**Saved data entries**
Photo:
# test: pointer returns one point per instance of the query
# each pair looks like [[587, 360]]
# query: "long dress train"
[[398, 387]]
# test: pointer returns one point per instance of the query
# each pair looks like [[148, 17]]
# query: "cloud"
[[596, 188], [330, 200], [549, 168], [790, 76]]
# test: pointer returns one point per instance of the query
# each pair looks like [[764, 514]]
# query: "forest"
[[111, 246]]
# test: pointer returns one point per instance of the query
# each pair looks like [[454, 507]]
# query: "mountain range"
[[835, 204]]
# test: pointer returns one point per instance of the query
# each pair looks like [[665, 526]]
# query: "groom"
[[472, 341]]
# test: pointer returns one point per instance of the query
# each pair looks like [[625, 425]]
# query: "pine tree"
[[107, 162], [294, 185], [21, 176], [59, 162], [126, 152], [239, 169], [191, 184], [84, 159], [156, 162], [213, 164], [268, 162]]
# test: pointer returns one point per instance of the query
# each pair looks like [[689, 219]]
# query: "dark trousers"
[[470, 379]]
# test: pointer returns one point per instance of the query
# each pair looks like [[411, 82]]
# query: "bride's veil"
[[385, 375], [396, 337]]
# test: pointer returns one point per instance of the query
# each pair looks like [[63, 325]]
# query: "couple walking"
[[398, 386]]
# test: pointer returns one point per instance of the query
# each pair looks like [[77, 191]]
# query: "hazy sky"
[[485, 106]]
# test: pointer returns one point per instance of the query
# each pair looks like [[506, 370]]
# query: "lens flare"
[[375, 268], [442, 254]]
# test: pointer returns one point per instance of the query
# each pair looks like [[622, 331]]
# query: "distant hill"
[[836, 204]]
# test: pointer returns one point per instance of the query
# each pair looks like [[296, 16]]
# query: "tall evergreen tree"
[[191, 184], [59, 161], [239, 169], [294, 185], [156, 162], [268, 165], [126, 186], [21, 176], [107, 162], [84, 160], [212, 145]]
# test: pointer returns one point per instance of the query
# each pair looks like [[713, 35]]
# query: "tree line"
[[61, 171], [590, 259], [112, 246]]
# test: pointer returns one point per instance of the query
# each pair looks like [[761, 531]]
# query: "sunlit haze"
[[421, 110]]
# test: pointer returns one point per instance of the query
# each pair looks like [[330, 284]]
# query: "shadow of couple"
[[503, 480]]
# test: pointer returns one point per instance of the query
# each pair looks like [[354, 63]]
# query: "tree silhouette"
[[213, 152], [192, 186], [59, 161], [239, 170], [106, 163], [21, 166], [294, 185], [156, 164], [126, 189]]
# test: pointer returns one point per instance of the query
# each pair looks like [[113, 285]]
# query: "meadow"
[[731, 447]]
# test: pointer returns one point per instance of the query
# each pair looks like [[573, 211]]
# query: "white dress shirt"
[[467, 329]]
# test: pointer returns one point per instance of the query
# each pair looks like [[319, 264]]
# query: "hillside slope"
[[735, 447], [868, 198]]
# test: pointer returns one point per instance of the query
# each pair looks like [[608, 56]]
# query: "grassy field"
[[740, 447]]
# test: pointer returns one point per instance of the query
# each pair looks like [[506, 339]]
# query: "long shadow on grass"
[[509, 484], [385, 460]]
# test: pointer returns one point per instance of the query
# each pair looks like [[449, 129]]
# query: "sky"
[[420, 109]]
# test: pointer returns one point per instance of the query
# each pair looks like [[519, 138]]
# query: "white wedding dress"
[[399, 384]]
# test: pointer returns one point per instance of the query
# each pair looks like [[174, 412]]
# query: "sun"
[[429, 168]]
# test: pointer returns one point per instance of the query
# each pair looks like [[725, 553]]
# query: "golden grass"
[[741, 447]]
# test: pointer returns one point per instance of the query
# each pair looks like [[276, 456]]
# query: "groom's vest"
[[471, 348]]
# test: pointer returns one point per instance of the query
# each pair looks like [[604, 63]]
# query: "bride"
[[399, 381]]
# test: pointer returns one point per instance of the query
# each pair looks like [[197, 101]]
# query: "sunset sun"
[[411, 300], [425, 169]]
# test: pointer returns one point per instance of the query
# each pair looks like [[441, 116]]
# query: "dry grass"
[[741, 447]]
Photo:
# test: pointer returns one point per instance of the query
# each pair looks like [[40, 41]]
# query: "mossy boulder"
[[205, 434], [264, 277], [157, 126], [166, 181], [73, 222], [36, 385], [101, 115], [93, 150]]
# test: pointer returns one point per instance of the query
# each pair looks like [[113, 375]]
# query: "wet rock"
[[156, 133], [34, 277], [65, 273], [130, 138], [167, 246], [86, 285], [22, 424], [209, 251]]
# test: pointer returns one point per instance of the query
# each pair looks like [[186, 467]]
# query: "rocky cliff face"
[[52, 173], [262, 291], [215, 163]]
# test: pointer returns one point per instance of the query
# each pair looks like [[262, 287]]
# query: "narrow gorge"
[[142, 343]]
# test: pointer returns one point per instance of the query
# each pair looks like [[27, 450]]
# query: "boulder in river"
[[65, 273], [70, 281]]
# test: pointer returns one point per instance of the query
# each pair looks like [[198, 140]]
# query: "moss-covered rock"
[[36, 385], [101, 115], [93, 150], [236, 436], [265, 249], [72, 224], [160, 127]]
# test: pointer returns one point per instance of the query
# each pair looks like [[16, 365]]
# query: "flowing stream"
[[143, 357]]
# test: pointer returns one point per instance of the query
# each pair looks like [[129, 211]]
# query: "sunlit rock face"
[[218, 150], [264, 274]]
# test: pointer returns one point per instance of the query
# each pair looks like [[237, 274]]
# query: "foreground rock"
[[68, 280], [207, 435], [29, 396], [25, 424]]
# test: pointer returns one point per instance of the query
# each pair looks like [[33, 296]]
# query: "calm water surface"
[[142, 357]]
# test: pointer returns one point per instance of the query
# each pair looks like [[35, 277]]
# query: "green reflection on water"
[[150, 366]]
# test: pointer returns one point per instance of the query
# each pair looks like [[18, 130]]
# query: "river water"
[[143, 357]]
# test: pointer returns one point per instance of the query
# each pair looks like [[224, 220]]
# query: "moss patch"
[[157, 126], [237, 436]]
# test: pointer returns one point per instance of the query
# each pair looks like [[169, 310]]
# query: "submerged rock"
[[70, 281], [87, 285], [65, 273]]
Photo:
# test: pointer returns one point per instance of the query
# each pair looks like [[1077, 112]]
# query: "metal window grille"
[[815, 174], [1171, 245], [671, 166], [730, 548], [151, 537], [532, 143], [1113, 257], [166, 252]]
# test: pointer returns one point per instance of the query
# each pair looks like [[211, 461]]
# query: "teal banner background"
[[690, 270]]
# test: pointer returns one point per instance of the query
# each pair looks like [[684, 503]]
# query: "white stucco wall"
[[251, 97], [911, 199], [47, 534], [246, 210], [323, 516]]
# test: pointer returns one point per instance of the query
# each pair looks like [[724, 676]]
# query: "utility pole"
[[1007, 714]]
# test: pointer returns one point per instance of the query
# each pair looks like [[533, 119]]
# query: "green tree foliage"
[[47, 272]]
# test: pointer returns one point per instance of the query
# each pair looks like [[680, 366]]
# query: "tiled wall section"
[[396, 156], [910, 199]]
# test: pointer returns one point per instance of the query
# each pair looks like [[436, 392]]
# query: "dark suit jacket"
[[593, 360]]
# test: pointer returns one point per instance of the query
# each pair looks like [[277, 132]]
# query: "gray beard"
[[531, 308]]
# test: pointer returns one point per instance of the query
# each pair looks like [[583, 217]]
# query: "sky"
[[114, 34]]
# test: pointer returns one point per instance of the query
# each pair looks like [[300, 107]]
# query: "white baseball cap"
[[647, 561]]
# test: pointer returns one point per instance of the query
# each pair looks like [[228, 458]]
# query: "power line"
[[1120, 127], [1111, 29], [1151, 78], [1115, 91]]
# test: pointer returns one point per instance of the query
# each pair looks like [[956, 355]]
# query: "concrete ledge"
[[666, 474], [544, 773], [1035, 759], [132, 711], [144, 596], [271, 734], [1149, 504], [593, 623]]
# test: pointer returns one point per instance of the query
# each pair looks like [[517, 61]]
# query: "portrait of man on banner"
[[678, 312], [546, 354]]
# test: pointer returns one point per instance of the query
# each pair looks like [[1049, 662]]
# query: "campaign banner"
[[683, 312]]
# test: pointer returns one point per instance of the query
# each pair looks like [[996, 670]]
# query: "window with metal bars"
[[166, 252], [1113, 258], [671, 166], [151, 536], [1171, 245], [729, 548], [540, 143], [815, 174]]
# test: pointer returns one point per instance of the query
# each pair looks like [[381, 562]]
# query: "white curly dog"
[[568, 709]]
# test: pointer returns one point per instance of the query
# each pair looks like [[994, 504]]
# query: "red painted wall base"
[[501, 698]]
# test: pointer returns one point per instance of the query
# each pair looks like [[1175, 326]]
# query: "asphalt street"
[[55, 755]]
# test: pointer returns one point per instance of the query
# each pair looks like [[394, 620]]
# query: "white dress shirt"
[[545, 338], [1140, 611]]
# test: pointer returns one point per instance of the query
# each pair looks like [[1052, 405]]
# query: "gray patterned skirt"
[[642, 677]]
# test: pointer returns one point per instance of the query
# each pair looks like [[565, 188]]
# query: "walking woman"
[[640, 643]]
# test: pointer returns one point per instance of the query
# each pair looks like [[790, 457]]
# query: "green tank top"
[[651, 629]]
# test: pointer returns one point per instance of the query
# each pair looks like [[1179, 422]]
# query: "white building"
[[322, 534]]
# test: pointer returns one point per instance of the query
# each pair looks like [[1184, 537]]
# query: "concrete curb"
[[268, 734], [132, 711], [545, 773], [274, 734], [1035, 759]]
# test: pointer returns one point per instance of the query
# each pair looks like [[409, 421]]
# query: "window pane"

**WHAT IS EXPECTED**
Express the items as a two-column CSV with the headers item and answer. Begin at the start of the items and stop after the line that contains "[[421, 110]]". Give one row per item, with its text and its answer each in one quoted field and line breaks turned into spaces.

**SOLUTION**
item,answer
"Photo: # test: pointer returns one point per instance of the query # each pair looks like [[587, 360]] # query: ""long dress train""","[[398, 387]]"
"# test: pointer returns one point per instance of the query # each pair looks like [[148, 17]] # query: ""cloud""","[[596, 188], [330, 200], [549, 168], [790, 76]]"
"# test: pointer returns one point per instance of the query # each pair looks like [[764, 514]] # query: ""forest""","[[111, 246]]"
"# test: pointer returns one point per instance of the query # each pair looks like [[454, 507]] # query: ""mountain range""","[[835, 204]]"
"# test: pointer returns one point per instance of the query # each pair looks like [[665, 526]] # query: ""groom""","[[472, 341]]"
"# test: pointer returns one point per instance of the query # each pair looks like [[625, 425]] # query: ""pine tree""","[[107, 162], [294, 185], [21, 176], [59, 162], [126, 152], [239, 169], [191, 184], [84, 159], [156, 162], [213, 164], [268, 162]]"
"# test: pointer returns one point per instance of the query # each pair looks like [[689, 219]] # query: ""dark trousers""","[[470, 379]]"
"# test: pointer returns one point per instance of the query # each pair looks like [[411, 82]] # query: ""bride's veil""","[[385, 375], [396, 337]]"
"# test: pointer returns one point per instance of the query # each pair looks like [[63, 325]] # query: ""couple walking""","[[398, 386]]"
"# test: pointer returns one point per instance of the query # each pair looks like [[77, 191]] # query: ""hazy sky""","[[485, 106]]"
"# test: pointer returns one point per instance of the query # each pair looks like [[506, 370]] # query: ""lens flare""","[[375, 268], [442, 254]]"
"# test: pointer returns one point per instance of the query # each pair looks like [[622, 331]] # query: ""distant hill""","[[836, 204]]"
"# test: pointer returns one point per instance of the query # each pair looks like [[296, 16]] # query: ""tall evergreen tree""","[[191, 184], [59, 161], [239, 169], [294, 185], [156, 162], [268, 165], [126, 186], [21, 176], [107, 162], [84, 160], [212, 145]]"
"# test: pointer returns one point per instance of the query # each pair looks like [[713, 35]] # query: ""tree line""","[[61, 171], [590, 259], [112, 246]]"
"# test: pointer returns one point per instance of the query # each pair looks like [[761, 531]] # query: ""sunlit haze""","[[421, 110]]"